[Excerpts of labeled region data]
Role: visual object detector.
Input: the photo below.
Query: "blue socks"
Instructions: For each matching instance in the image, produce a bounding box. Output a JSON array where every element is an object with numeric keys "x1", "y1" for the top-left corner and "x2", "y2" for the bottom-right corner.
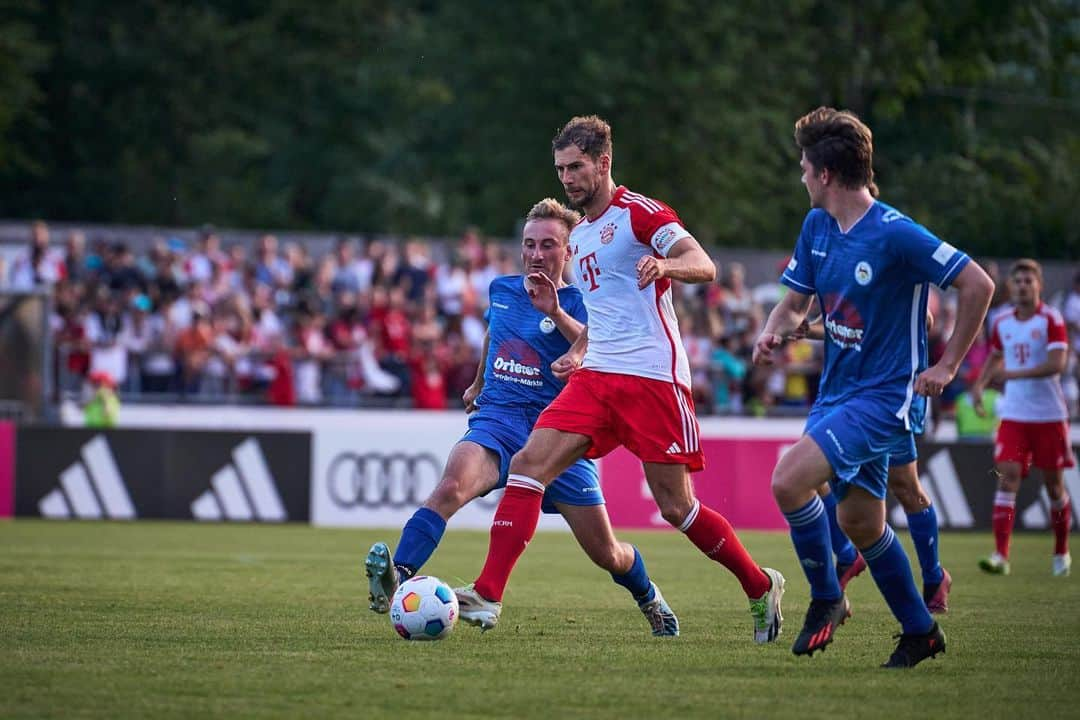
[
  {"x1": 907, "y1": 505, "x2": 945, "y2": 585},
  {"x1": 821, "y1": 492, "x2": 859, "y2": 565},
  {"x1": 611, "y1": 547, "x2": 656, "y2": 606},
  {"x1": 863, "y1": 525, "x2": 934, "y2": 635},
  {"x1": 784, "y1": 493, "x2": 842, "y2": 600},
  {"x1": 394, "y1": 507, "x2": 446, "y2": 581}
]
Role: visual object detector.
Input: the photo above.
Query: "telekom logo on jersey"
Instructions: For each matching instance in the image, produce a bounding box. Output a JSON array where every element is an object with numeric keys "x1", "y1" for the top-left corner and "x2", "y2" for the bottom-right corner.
[{"x1": 578, "y1": 253, "x2": 600, "y2": 293}]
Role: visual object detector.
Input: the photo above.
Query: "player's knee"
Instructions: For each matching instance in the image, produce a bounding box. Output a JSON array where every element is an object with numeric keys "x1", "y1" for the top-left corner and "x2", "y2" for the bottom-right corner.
[
  {"x1": 585, "y1": 542, "x2": 621, "y2": 574},
  {"x1": 889, "y1": 483, "x2": 930, "y2": 514},
  {"x1": 510, "y1": 445, "x2": 544, "y2": 479},
  {"x1": 837, "y1": 514, "x2": 885, "y2": 547}
]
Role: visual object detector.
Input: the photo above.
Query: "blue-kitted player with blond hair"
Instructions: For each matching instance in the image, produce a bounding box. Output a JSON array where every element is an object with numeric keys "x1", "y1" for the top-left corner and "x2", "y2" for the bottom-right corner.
[
  {"x1": 754, "y1": 108, "x2": 994, "y2": 667},
  {"x1": 364, "y1": 199, "x2": 678, "y2": 636}
]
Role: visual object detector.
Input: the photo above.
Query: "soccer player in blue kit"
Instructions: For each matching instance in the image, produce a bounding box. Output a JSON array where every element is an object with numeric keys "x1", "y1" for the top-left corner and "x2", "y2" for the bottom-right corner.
[
  {"x1": 364, "y1": 199, "x2": 679, "y2": 636},
  {"x1": 754, "y1": 108, "x2": 994, "y2": 667}
]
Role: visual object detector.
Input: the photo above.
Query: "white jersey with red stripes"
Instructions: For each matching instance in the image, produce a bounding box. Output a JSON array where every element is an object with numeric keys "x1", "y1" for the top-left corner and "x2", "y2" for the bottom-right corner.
[
  {"x1": 990, "y1": 302, "x2": 1069, "y2": 422},
  {"x1": 570, "y1": 186, "x2": 690, "y2": 389}
]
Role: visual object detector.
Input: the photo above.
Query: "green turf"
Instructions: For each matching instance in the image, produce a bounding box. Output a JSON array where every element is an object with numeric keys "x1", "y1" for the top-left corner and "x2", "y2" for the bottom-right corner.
[{"x1": 0, "y1": 521, "x2": 1080, "y2": 719}]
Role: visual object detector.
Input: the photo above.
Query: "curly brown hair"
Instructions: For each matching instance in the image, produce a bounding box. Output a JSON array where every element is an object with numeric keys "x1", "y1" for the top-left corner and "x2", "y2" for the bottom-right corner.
[
  {"x1": 795, "y1": 107, "x2": 878, "y2": 198},
  {"x1": 551, "y1": 116, "x2": 611, "y2": 160}
]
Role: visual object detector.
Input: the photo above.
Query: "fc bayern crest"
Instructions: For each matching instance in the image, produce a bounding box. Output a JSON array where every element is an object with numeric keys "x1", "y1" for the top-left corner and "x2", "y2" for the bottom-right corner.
[{"x1": 600, "y1": 222, "x2": 618, "y2": 245}]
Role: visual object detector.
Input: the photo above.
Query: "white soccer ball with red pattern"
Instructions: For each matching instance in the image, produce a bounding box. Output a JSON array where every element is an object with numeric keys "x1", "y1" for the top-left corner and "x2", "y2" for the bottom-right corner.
[{"x1": 390, "y1": 575, "x2": 458, "y2": 640}]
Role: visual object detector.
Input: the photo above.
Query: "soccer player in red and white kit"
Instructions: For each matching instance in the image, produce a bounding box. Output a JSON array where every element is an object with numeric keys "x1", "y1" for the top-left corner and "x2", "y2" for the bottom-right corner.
[
  {"x1": 971, "y1": 259, "x2": 1076, "y2": 575},
  {"x1": 456, "y1": 116, "x2": 784, "y2": 642}
]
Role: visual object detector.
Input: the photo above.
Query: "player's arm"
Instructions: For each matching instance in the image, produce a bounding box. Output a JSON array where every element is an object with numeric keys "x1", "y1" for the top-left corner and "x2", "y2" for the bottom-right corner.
[
  {"x1": 915, "y1": 262, "x2": 994, "y2": 397},
  {"x1": 637, "y1": 235, "x2": 716, "y2": 289},
  {"x1": 526, "y1": 272, "x2": 585, "y2": 342},
  {"x1": 551, "y1": 328, "x2": 589, "y2": 382},
  {"x1": 753, "y1": 288, "x2": 813, "y2": 365},
  {"x1": 461, "y1": 330, "x2": 491, "y2": 413},
  {"x1": 969, "y1": 348, "x2": 1002, "y2": 418},
  {"x1": 997, "y1": 348, "x2": 1068, "y2": 382}
]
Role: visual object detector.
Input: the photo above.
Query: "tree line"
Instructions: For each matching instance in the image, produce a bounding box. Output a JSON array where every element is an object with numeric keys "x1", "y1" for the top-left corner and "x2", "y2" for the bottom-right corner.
[{"x1": 0, "y1": 0, "x2": 1080, "y2": 258}]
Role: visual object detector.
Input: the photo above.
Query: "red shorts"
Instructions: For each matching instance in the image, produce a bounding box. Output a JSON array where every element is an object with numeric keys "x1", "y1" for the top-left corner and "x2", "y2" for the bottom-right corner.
[
  {"x1": 535, "y1": 369, "x2": 705, "y2": 473},
  {"x1": 994, "y1": 420, "x2": 1076, "y2": 475}
]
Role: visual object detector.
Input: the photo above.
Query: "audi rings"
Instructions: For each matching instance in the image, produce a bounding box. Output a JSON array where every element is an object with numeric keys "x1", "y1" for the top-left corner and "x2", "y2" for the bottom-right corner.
[{"x1": 326, "y1": 452, "x2": 443, "y2": 510}]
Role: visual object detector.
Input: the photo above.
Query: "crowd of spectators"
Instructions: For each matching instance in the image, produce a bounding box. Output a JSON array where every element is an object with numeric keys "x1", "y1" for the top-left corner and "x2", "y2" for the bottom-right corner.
[{"x1": 0, "y1": 222, "x2": 1080, "y2": 423}]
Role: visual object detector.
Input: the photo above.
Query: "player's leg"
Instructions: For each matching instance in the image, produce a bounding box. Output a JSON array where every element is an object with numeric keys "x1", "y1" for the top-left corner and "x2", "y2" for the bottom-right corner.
[
  {"x1": 772, "y1": 435, "x2": 851, "y2": 655},
  {"x1": 555, "y1": 502, "x2": 678, "y2": 637},
  {"x1": 978, "y1": 420, "x2": 1031, "y2": 575},
  {"x1": 838, "y1": 487, "x2": 945, "y2": 667},
  {"x1": 458, "y1": 427, "x2": 591, "y2": 629},
  {"x1": 889, "y1": 458, "x2": 953, "y2": 613},
  {"x1": 644, "y1": 462, "x2": 784, "y2": 642},
  {"x1": 364, "y1": 440, "x2": 499, "y2": 613},
  {"x1": 978, "y1": 462, "x2": 1024, "y2": 575},
  {"x1": 1042, "y1": 468, "x2": 1072, "y2": 576},
  {"x1": 1028, "y1": 422, "x2": 1076, "y2": 576},
  {"x1": 818, "y1": 483, "x2": 866, "y2": 590}
]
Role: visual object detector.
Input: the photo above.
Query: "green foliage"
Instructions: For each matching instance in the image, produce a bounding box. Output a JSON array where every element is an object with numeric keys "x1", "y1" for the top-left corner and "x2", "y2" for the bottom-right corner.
[
  {"x1": 0, "y1": 0, "x2": 1080, "y2": 257},
  {"x1": 0, "y1": 520, "x2": 1080, "y2": 720}
]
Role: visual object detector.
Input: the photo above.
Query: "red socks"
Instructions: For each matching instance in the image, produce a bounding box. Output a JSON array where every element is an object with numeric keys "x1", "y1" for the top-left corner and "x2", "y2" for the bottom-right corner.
[
  {"x1": 990, "y1": 490, "x2": 1016, "y2": 558},
  {"x1": 679, "y1": 501, "x2": 772, "y2": 600},
  {"x1": 1050, "y1": 495, "x2": 1072, "y2": 555},
  {"x1": 474, "y1": 475, "x2": 544, "y2": 602}
]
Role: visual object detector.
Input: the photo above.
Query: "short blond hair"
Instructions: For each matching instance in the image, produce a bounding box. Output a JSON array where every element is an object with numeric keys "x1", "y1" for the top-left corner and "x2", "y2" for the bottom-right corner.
[
  {"x1": 1009, "y1": 258, "x2": 1042, "y2": 285},
  {"x1": 525, "y1": 198, "x2": 581, "y2": 239}
]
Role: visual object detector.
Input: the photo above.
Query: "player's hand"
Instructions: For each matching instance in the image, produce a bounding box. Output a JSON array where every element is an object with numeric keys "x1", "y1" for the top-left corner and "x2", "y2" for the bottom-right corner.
[
  {"x1": 461, "y1": 382, "x2": 484, "y2": 415},
  {"x1": 551, "y1": 353, "x2": 581, "y2": 382},
  {"x1": 784, "y1": 317, "x2": 810, "y2": 340},
  {"x1": 525, "y1": 272, "x2": 558, "y2": 316},
  {"x1": 637, "y1": 255, "x2": 666, "y2": 290},
  {"x1": 753, "y1": 332, "x2": 784, "y2": 365},
  {"x1": 971, "y1": 388, "x2": 986, "y2": 418},
  {"x1": 915, "y1": 363, "x2": 956, "y2": 397}
]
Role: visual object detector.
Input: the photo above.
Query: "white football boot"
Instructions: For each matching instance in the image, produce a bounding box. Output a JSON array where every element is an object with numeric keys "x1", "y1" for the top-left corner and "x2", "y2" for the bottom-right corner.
[{"x1": 454, "y1": 585, "x2": 502, "y2": 631}]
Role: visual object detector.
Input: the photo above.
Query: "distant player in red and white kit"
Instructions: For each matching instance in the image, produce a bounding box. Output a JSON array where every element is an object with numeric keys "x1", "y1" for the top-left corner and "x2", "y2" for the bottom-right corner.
[
  {"x1": 972, "y1": 259, "x2": 1076, "y2": 575},
  {"x1": 456, "y1": 116, "x2": 784, "y2": 642}
]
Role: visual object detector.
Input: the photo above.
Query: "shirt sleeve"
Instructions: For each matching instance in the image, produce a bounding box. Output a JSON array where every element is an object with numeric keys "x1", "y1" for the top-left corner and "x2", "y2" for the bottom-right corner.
[
  {"x1": 780, "y1": 215, "x2": 818, "y2": 295},
  {"x1": 1047, "y1": 312, "x2": 1069, "y2": 350},
  {"x1": 890, "y1": 218, "x2": 971, "y2": 290}
]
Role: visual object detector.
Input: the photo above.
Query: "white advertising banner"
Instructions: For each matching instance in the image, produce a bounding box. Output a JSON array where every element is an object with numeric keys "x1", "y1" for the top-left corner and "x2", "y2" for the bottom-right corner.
[{"x1": 311, "y1": 412, "x2": 566, "y2": 529}]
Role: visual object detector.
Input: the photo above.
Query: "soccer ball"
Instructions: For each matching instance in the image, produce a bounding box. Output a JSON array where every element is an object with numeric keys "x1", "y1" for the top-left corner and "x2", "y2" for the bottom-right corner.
[{"x1": 390, "y1": 575, "x2": 458, "y2": 640}]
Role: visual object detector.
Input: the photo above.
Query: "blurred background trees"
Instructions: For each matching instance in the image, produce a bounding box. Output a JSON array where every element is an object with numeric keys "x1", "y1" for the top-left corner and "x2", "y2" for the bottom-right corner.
[{"x1": 0, "y1": 0, "x2": 1080, "y2": 258}]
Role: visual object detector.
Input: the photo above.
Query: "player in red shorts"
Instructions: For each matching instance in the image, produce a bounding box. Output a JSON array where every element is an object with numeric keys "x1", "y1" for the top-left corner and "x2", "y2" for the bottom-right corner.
[
  {"x1": 971, "y1": 259, "x2": 1076, "y2": 575},
  {"x1": 456, "y1": 116, "x2": 784, "y2": 642}
]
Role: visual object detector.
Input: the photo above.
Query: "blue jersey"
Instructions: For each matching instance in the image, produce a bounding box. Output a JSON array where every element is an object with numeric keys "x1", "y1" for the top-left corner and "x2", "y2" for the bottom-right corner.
[
  {"x1": 476, "y1": 275, "x2": 588, "y2": 408},
  {"x1": 781, "y1": 202, "x2": 970, "y2": 432}
]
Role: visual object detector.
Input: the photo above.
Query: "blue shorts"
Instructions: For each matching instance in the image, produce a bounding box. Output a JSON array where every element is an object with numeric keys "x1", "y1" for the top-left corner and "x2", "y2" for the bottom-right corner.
[
  {"x1": 806, "y1": 399, "x2": 917, "y2": 500},
  {"x1": 459, "y1": 405, "x2": 604, "y2": 513},
  {"x1": 889, "y1": 433, "x2": 919, "y2": 467}
]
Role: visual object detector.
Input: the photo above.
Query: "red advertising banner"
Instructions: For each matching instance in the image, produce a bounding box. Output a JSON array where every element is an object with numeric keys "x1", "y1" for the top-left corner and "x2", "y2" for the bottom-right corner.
[
  {"x1": 600, "y1": 437, "x2": 796, "y2": 530},
  {"x1": 0, "y1": 421, "x2": 15, "y2": 517}
]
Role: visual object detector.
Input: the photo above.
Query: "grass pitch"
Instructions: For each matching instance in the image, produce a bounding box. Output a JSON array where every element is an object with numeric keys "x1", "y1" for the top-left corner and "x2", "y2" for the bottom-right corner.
[{"x1": 0, "y1": 520, "x2": 1080, "y2": 720}]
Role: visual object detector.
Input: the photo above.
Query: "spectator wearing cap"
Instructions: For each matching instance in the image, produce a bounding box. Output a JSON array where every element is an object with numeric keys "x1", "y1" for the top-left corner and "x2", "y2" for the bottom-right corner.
[
  {"x1": 9, "y1": 220, "x2": 67, "y2": 291},
  {"x1": 175, "y1": 302, "x2": 214, "y2": 395},
  {"x1": 83, "y1": 370, "x2": 120, "y2": 427}
]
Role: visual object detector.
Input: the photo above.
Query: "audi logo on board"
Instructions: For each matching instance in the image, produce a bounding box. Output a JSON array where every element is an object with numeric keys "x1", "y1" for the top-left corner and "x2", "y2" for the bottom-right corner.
[{"x1": 326, "y1": 452, "x2": 443, "y2": 510}]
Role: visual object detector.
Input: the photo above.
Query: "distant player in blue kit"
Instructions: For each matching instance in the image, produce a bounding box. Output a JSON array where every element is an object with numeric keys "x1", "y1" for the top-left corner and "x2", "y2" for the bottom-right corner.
[
  {"x1": 364, "y1": 199, "x2": 679, "y2": 636},
  {"x1": 754, "y1": 108, "x2": 994, "y2": 667}
]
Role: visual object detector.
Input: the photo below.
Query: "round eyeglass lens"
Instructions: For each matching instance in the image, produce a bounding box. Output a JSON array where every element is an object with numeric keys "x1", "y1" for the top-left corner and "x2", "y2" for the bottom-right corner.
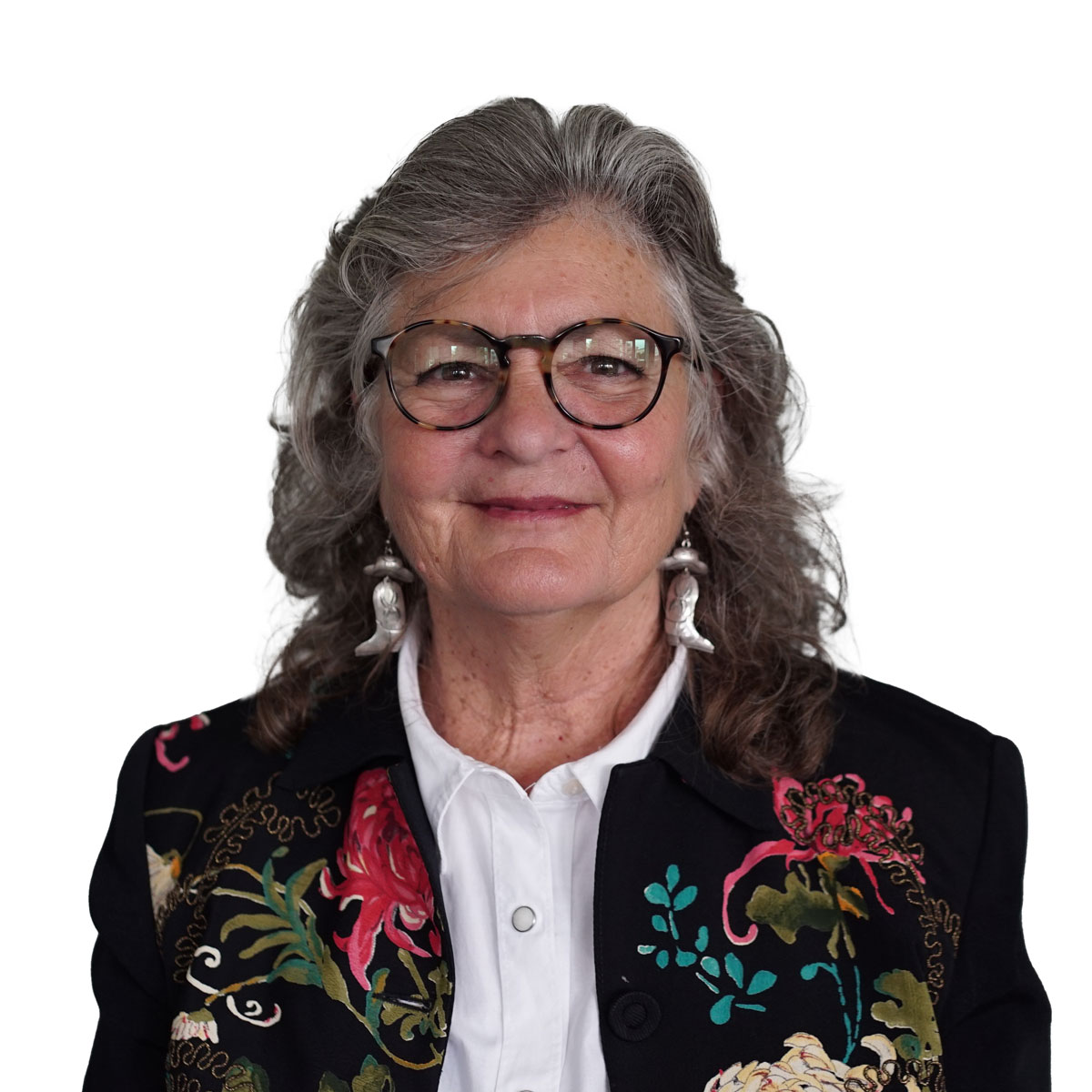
[
  {"x1": 387, "y1": 322, "x2": 500, "y2": 428},
  {"x1": 551, "y1": 322, "x2": 664, "y2": 425}
]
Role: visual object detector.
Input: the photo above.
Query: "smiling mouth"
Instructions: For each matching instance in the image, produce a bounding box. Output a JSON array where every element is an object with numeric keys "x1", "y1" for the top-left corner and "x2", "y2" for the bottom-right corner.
[{"x1": 474, "y1": 497, "x2": 592, "y2": 519}]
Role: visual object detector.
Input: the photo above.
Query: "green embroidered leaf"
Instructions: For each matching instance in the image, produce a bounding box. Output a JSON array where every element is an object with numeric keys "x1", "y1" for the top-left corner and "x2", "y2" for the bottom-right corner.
[
  {"x1": 353, "y1": 1054, "x2": 394, "y2": 1092},
  {"x1": 268, "y1": 959, "x2": 318, "y2": 996},
  {"x1": 222, "y1": 1057, "x2": 271, "y2": 1092},
  {"x1": 644, "y1": 884, "x2": 672, "y2": 906},
  {"x1": 892, "y1": 1034, "x2": 922, "y2": 1059},
  {"x1": 724, "y1": 952, "x2": 743, "y2": 989},
  {"x1": 239, "y1": 929, "x2": 296, "y2": 959},
  {"x1": 741, "y1": 971, "x2": 777, "y2": 1006},
  {"x1": 873, "y1": 971, "x2": 941, "y2": 1058},
  {"x1": 262, "y1": 857, "x2": 288, "y2": 914},
  {"x1": 219, "y1": 914, "x2": 285, "y2": 944},
  {"x1": 284, "y1": 858, "x2": 327, "y2": 910},
  {"x1": 672, "y1": 884, "x2": 698, "y2": 910},
  {"x1": 747, "y1": 860, "x2": 854, "y2": 956}
]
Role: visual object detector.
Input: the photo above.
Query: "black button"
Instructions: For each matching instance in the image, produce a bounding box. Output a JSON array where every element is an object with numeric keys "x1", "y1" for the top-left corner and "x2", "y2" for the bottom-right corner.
[{"x1": 607, "y1": 990, "x2": 660, "y2": 1043}]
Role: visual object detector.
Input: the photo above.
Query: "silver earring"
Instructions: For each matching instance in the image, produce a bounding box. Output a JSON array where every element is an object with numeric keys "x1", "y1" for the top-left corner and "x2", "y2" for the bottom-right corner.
[
  {"x1": 660, "y1": 523, "x2": 713, "y2": 652},
  {"x1": 355, "y1": 535, "x2": 413, "y2": 656}
]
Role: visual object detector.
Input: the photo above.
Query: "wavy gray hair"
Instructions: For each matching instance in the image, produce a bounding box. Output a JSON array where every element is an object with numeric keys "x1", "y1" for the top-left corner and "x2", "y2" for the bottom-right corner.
[{"x1": 259, "y1": 91, "x2": 845, "y2": 780}]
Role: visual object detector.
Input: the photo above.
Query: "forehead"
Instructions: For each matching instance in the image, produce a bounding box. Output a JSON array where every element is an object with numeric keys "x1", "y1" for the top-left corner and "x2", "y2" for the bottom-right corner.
[{"x1": 395, "y1": 214, "x2": 676, "y2": 338}]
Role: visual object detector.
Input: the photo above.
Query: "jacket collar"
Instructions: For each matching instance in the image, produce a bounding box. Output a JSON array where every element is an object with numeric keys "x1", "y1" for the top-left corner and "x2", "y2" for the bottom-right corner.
[
  {"x1": 649, "y1": 692, "x2": 785, "y2": 837},
  {"x1": 278, "y1": 666, "x2": 410, "y2": 790},
  {"x1": 278, "y1": 665, "x2": 785, "y2": 836}
]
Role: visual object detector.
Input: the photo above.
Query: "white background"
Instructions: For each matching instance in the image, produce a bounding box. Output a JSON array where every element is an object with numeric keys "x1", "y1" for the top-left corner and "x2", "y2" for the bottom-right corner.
[{"x1": 6, "y1": 2, "x2": 1092, "y2": 1087}]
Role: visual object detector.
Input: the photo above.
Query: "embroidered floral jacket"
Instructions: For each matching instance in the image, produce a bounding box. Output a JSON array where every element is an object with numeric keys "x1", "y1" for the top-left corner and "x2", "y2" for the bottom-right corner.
[{"x1": 84, "y1": 676, "x2": 1049, "y2": 1092}]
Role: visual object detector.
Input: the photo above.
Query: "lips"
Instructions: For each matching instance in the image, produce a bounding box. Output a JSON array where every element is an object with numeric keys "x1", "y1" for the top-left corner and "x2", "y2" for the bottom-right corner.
[{"x1": 474, "y1": 497, "x2": 592, "y2": 519}]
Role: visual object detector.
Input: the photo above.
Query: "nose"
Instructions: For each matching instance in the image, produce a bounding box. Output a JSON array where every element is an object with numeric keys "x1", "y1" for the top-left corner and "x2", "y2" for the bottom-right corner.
[{"x1": 479, "y1": 346, "x2": 579, "y2": 463}]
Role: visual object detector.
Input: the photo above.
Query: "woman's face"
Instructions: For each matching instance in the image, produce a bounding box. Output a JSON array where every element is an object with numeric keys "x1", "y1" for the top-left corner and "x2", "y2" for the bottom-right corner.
[{"x1": 379, "y1": 210, "x2": 698, "y2": 633}]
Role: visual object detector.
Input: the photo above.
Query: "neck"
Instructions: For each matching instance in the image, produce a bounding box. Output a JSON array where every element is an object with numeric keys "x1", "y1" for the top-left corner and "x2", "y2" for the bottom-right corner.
[{"x1": 419, "y1": 588, "x2": 670, "y2": 787}]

- What is needed -
Count the lines in the records that contain the string "embroidered", with case mattering, and give only the number.

- Expected answer -
2